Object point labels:
####################

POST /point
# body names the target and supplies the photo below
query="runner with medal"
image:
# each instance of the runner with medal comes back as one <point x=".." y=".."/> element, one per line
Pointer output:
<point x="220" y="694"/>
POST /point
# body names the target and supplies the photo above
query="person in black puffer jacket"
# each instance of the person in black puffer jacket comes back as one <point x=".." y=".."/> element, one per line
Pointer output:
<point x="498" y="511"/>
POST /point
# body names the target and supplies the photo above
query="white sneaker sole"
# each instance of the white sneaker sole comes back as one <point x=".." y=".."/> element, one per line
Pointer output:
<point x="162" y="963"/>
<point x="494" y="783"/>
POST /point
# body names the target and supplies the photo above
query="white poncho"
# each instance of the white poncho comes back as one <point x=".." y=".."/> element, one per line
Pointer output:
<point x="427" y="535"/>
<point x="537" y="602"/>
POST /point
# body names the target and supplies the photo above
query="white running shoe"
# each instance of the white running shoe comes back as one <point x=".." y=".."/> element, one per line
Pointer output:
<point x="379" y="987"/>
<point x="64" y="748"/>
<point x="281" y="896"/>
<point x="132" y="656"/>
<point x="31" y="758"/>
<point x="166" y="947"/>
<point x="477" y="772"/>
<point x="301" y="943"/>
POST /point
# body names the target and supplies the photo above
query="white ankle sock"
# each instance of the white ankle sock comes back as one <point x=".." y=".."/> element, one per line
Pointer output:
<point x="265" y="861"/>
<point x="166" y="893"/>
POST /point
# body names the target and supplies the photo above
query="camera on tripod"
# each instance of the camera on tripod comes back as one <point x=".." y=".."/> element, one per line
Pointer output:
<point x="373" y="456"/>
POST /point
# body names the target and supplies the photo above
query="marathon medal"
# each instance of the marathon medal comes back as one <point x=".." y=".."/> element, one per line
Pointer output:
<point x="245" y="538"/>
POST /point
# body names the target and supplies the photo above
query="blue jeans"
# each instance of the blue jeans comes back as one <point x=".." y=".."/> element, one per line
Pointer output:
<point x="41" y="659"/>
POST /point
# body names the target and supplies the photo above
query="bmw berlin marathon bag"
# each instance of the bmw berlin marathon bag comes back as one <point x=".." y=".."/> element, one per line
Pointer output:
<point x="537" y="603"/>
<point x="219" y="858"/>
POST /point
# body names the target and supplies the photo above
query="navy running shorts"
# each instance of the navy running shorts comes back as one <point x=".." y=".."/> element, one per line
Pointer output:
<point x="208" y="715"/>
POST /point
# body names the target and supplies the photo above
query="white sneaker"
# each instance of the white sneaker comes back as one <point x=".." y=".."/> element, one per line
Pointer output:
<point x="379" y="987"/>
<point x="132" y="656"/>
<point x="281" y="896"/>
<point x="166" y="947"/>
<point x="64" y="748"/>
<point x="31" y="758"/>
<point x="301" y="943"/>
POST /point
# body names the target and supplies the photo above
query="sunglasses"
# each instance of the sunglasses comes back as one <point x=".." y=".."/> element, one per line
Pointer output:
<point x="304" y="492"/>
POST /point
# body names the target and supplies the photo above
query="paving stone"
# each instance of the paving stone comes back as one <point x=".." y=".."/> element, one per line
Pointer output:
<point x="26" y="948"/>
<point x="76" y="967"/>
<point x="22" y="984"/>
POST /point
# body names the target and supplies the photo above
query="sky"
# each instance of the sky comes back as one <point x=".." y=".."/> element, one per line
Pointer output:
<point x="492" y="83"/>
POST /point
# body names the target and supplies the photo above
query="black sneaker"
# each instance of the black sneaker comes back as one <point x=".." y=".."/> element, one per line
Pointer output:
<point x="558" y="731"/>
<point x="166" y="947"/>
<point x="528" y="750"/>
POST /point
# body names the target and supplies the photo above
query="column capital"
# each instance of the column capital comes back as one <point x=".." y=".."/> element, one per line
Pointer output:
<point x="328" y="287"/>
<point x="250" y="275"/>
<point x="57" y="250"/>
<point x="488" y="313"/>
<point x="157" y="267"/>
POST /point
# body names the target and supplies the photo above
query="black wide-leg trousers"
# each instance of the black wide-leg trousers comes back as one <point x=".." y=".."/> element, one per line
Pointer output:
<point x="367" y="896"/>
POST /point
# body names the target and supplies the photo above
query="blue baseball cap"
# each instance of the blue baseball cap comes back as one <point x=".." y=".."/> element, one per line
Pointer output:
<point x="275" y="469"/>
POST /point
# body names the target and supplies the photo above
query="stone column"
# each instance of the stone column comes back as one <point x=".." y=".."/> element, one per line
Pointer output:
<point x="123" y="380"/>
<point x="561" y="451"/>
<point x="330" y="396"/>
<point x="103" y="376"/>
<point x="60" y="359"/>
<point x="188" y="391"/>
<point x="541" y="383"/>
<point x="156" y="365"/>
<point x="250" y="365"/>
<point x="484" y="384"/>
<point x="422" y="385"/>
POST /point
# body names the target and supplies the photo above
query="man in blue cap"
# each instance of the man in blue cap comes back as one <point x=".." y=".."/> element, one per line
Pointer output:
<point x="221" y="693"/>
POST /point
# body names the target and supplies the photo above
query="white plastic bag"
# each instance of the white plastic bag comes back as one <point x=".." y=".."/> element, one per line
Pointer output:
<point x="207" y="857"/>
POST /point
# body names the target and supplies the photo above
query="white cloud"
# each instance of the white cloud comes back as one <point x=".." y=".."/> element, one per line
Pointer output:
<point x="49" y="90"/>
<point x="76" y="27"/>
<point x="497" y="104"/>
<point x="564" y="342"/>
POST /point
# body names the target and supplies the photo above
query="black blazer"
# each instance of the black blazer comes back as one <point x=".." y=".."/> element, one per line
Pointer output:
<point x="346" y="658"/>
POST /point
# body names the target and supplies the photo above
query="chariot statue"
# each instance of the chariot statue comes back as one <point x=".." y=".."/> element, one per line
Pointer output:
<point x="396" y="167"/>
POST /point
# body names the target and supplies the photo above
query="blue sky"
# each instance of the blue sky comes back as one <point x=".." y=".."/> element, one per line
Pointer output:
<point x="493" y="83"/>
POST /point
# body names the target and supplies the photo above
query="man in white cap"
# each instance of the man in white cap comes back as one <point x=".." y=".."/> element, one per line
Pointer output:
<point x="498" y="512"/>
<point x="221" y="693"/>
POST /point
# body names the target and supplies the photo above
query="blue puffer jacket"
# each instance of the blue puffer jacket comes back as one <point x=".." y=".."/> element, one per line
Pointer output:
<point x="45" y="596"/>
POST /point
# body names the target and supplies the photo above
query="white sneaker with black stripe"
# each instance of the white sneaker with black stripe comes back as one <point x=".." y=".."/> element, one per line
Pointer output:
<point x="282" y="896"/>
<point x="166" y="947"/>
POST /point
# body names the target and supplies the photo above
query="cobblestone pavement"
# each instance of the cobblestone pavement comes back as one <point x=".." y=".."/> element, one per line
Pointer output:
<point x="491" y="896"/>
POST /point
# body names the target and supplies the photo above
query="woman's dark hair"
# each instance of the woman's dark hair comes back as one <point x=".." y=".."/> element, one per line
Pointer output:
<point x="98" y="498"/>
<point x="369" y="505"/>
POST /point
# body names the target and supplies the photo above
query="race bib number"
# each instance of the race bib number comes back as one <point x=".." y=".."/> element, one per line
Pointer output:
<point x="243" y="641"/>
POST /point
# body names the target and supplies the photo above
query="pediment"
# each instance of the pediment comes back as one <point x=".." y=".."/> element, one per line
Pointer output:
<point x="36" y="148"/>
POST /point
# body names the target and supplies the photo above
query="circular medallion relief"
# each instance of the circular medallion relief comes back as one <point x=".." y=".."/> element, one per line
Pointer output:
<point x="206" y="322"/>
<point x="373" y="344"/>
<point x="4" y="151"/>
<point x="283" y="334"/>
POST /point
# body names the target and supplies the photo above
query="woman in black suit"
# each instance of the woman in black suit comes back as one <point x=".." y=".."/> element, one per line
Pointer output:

####################

EXERCISE DIRECTIONS
Repeat the entries above exactly, leaving nothing out.

ANSWER TO THIS PROBLEM
POST /point
# body names the target and supplies the photo below
query="runner with medal"
image:
# each instance of the runner with medal comes back as one <point x=".." y=".."/> element, one per line
Pointer output:
<point x="220" y="694"/>
POST /point
# body names the target and supplies the photo above
query="person in black puffer jacket"
# each instance of the person in black puffer jacket comes back as one <point x=".." y=".."/> element, one per line
Pointer output:
<point x="498" y="511"/>
POST /point
# body names the target and supplies the photo above
query="white sneaker sole"
# each instance of the white sneaker sole comes back as one <point x=".." y=".."/> element, one per line
Pointer output:
<point x="162" y="963"/>
<point x="494" y="783"/>
POST /point
# body names the target and supplies the photo above
query="white poncho"
# each instance of the white poncho comes back as one <point x=".." y=".."/> element, one per line
Pointer output:
<point x="427" y="535"/>
<point x="537" y="602"/>
POST /point
# body names the target and supplies the photo above
query="white running shoe"
# each instance of the white running shoe comes back as one <point x=".." y=".."/> element, one per line
Pointer output:
<point x="379" y="987"/>
<point x="64" y="748"/>
<point x="281" y="896"/>
<point x="132" y="656"/>
<point x="31" y="758"/>
<point x="166" y="947"/>
<point x="477" y="772"/>
<point x="301" y="943"/>
POST /point
# body names the target and supplies the photo above
query="white ankle sock"
# each instance of the white ankle sock comes back as one <point x=".." y=".."/> element, one per line
Pointer output:
<point x="265" y="861"/>
<point x="166" y="893"/>
POST /point
# body names the target and supplies the photo above
query="camera on tripod"
# each instance of the camera on tripod comes back as one <point x=".." y=".."/> element, one per line
Pointer output:
<point x="373" y="456"/>
POST /point
# body names the target and supplies the photo above
query="marathon medal"
# each instance of the marathon medal comes back as one <point x=".." y=".."/> element, one per line
Pointer output:
<point x="245" y="538"/>
POST /point
# body names the target and supplies the photo above
query="blue jeans"
# each instance of the blue jeans comes back as one <point x=".." y=".."/> element, one per line
Pointer output:
<point x="41" y="659"/>
POST /point
# body names the target and supplies the photo above
query="bmw berlin marathon bag"
# each instance of the bmw berlin marathon bag comes back as one <point x=".." y=".."/> element, one per line
Pointer output:
<point x="537" y="603"/>
<point x="219" y="858"/>
POST /point
# body names the target and supplies the photo above
query="navy running shorts"
# each instance of the navy running shorts comes back as one <point x=".." y=".."/> element, one per line
Pointer output:
<point x="208" y="715"/>
POST /point
# body names the target and supplies the photo above
query="white sneaker"
# each instance of the white sneaker comes back as one <point x=".." y=".."/> element, one per line
Pointer output:
<point x="379" y="987"/>
<point x="132" y="656"/>
<point x="281" y="896"/>
<point x="166" y="947"/>
<point x="64" y="748"/>
<point x="31" y="758"/>
<point x="301" y="943"/>
POST /point
# body names the target and supplies the photo above
query="sunglasses"
# each instance of the sunglasses comes back as one <point x=".." y=".."/> element, one per line
Pointer output:
<point x="304" y="492"/>
POST /point
# body names the target and supplies the photo above
query="paving stone"
# each instance of the paving stone comes back as one <point x=".." y=".."/> element, one per line
Pointer output:
<point x="26" y="948"/>
<point x="76" y="967"/>
<point x="22" y="984"/>
POST /point
# body names the target and supplies the photo above
query="sky"
# each instance of the sky comes back as one <point x=".." y=".."/> element, one per line
Pointer output:
<point x="492" y="83"/>
POST /point
# body names the target and supplies the photo above
query="black sneaker"
# each instance of the black sneaker comes back as one <point x=".." y=".."/> element, one per line
Pointer output:
<point x="558" y="731"/>
<point x="166" y="947"/>
<point x="528" y="750"/>
POST /point
# body names the target and supplies the photo above
query="column capital"
# each instance of the column capital comes back as one <point x=".." y=".."/> element, one per line
Pointer output:
<point x="328" y="287"/>
<point x="250" y="275"/>
<point x="57" y="250"/>
<point x="488" y="313"/>
<point x="157" y="267"/>
POST /point
# body names the target and supplies the photo above
query="black wide-leg trousers"
# each instance of the black wide-leg trousers comes back as one <point x=".." y=".."/> element, one per line
Pointer output:
<point x="367" y="896"/>
POST /point
# body names the target and supplies the photo above
query="blue baseball cap"
# each instance of the blue baseball cap comes back as one <point x=".." y=".."/> element, one per line
Pointer output:
<point x="275" y="469"/>
POST /point
# body names the target and supplies the photo above
query="stone column"
# each instance of the stone column comes back as one <point x=".." y=".."/> element, one per line
Pointer output:
<point x="123" y="380"/>
<point x="561" y="451"/>
<point x="330" y="396"/>
<point x="103" y="376"/>
<point x="60" y="359"/>
<point x="188" y="391"/>
<point x="541" y="383"/>
<point x="156" y="365"/>
<point x="250" y="365"/>
<point x="484" y="384"/>
<point x="422" y="385"/>
POST /point
# body names the target and supplies the photo above
query="man in blue cap"
# each instance of the man in blue cap comes back as one <point x=".." y=".."/> element, one per line
Pointer output:
<point x="221" y="693"/>
POST /point
# body names the target and supplies the photo above
query="white plastic bag"
# each instance of the white plastic bag comes back as one <point x=".." y=".."/> element, one per line
Pointer output:
<point x="207" y="857"/>
POST /point
# body names the target and supplies the photo above
query="white cloud"
# each instance of the white cloud comes back as one <point x=".." y=".."/> element, one per line
Pointer output:
<point x="49" y="90"/>
<point x="76" y="27"/>
<point x="497" y="104"/>
<point x="564" y="342"/>
POST /point
# body names the target and supplies the photo above
query="black blazer"
# each instance of the black blazer comes back as one <point x=".." y=".."/> element, one per line
Pointer output:
<point x="346" y="658"/>
POST /point
# body names the target and supplies the photo above
query="chariot statue"
# each instance of the chariot statue comes back as one <point x=".." y=".."/> element, one per line
Pointer output:
<point x="396" y="167"/>
POST /point
# body names the target and supplies the photo above
query="blue sky"
# each instance of the blue sky comes back as one <point x=".." y=".."/> element, one per line
Pointer output:
<point x="493" y="83"/>
POST /point
# body names the target and supplies the photo above
query="man in white cap"
# each instance of the man in white cap comes back as one <point x=".." y=".."/> element, one per line
Pointer output:
<point x="498" y="512"/>
<point x="221" y="693"/>
POST /point
# body names the target and supplies the photo above
query="blue puffer jacket"
# each instance of the blue puffer jacket comes back as one <point x=".." y=".."/> element, one per line
Pointer output:
<point x="45" y="596"/>
POST /point
# body names the target and supplies the photo above
query="white sneaker with black stripe"
# each instance of the white sneaker with black stripe comes back as one <point x=".." y=".."/> element, one per line
Pointer output:
<point x="282" y="896"/>
<point x="166" y="947"/>
POST /point
# body names the target and supplies the photo above
query="cobblestone pavement"
# each instance of the cobblestone pavement comes back as one <point x=".." y=".."/> element, one per line
Pointer output:
<point x="491" y="896"/>
POST /point
# body names the target and supplies the photo above
query="woman's dark hair"
# each instance of the woman's dark hair comes back as one <point x=".." y=".."/> element, one per line
Pointer output:
<point x="98" y="498"/>
<point x="369" y="505"/>
POST /point
# body names the target and supplies the photo above
query="race bib number"
# each instance of the race bib number comes back as one <point x=".." y=".."/> element, one per line
Pointer output:
<point x="243" y="641"/>
POST /point
# body names the target and supplies the photo above
query="pediment"
# each instance of the pediment comes back as one <point x=".." y=".."/> element, one per line
Pointer output:
<point x="36" y="148"/>
POST /point
# body names the target and supplies the photo above
query="circular medallion relief"
# each instance of the circular medallion relief comes back as one <point x=".." y=".."/> element, one per line
Pointer output:
<point x="206" y="322"/>
<point x="373" y="344"/>
<point x="4" y="151"/>
<point x="283" y="334"/>
POST /point
# body names the target and supplies the photo above
query="woman in black suit"
# each instance of the woman in black suit comes back as one <point x=".." y=".."/> element, one per line
Pointer output:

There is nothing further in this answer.